Directions
Rewrite all the entries below, swapping each "Point out" for "Mark" and leaving everything else unchanged.

Material for this task
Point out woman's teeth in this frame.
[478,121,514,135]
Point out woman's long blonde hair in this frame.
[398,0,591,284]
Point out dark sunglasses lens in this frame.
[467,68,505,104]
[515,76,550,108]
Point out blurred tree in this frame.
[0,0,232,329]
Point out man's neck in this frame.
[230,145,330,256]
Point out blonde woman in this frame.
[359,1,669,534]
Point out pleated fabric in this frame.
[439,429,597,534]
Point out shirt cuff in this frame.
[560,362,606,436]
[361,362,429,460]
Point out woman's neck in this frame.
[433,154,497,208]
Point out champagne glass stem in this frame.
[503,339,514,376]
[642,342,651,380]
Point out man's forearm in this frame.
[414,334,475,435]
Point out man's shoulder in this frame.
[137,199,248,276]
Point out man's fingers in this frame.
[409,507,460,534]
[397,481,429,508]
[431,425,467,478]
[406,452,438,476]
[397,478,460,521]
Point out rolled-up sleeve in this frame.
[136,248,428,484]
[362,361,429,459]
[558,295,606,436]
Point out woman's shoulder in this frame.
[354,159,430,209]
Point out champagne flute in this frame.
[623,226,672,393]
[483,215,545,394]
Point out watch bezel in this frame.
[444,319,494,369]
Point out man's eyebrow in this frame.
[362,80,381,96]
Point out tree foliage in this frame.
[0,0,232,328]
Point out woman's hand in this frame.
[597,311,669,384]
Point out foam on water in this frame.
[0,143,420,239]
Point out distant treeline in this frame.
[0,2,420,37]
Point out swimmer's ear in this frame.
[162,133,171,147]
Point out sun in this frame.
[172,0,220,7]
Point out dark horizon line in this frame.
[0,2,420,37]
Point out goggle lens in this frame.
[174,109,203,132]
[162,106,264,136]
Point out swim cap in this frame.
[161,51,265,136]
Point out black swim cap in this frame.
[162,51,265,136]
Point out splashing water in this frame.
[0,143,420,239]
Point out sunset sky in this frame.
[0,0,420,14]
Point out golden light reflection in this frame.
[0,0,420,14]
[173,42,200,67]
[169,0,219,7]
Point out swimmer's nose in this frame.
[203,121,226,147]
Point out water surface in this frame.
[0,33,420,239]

Written solution
Mark woman's teeth in this frame.
[478,121,514,135]
Mark woman's long blonde hair in this frame.
[398,0,591,284]
Mark dark sunglasses lens in this frame.
[467,68,505,104]
[515,76,550,108]
Mark blurred tree in this frame.
[0,0,232,329]
Mark man's neck in this frame.
[230,145,330,256]
Mark blonde woman in this frame.
[359,1,669,534]
Mark pleated fabric in this frame.
[439,429,597,534]
Mark shirt cuff in this frame.
[560,362,606,436]
[361,362,429,460]
Mark woman's neck in this frame.
[433,154,497,208]
Mark champagne glass stem in this frame.
[503,339,514,376]
[642,342,651,380]
Mark man's forearm in this frame.
[414,334,475,435]
Mark man's shoulder in this frame.
[137,199,248,276]
Mark man's fingers in this frame.
[409,507,460,534]
[397,481,429,508]
[431,425,467,478]
[406,452,438,476]
[397,478,460,521]
Mark rolled-up sleeve in this frame.
[136,248,428,484]
[362,361,429,459]
[558,295,606,436]
Mark woman's shoulder in this frame.
[354,159,430,209]
Mark champagne flute in this frame.
[623,226,672,393]
[483,215,545,394]
Mark watch bezel in this frame.
[444,319,494,369]
Mark man's eyebrow in this frame.
[362,80,381,96]
Mark tree foliage in this frame.
[0,0,232,328]
Mark woman's hand in this frame.
[597,311,669,384]
Mark foam on water in this frame.
[0,143,420,239]
Mark distant treeline in this frame.
[0,2,420,37]
Mark swimmer's ear in this frame.
[162,133,171,147]
Mark sun in this frame.
[172,0,220,7]
Mark dark horizon line in this frame.
[0,2,420,37]
Mark goggle lens in this frame.
[174,109,203,132]
[162,106,264,136]
Mark swim cap in this frame.
[161,51,265,136]
Mark black swim cap in this frame.
[162,51,265,136]
Mark splashing water in this frame.
[0,143,420,239]
Mark sunset sky in this frame.
[0,0,420,14]
Mark golden light reflection in this frame.
[0,0,420,14]
[173,42,200,67]
[169,0,219,7]
Mark swimmer's nose in this frame.
[203,121,226,147]
Mark water surface in this frame.
[0,33,420,239]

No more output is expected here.